**What the task asks:** Convert every one of the records below into a two-column CSV with the headers instruction and output. Give one row per record, with its text and its answer each in a single quoted field, line breaks replaced by spaces, and the pictures left out.
◆ ◆ ◆ ◆
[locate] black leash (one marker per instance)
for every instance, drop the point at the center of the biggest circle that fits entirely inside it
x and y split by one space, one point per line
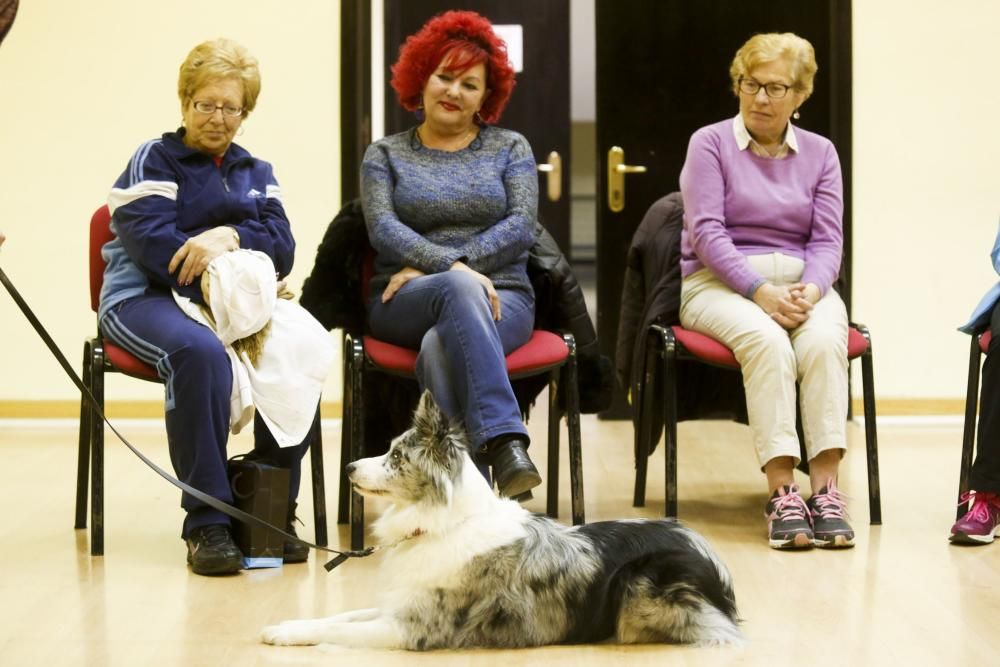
215 503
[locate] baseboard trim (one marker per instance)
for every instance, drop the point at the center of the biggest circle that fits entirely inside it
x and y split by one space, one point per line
911 406
113 409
◆ ◆ ◆ ◆
**Solution to the exercise:**
instruction,output
"[locate] black leash (one marker per instance) for every instance, drop the point at the center of the biggest circle that fits entirely inside it x and y split by one space, one point per line","215 503"
"[locate] baseboard trim (one marker per instance) for every instance, drop the point at the center of the biggest circle that fits entirely inside it x and y split by one space, one point per line","911 406 113 409"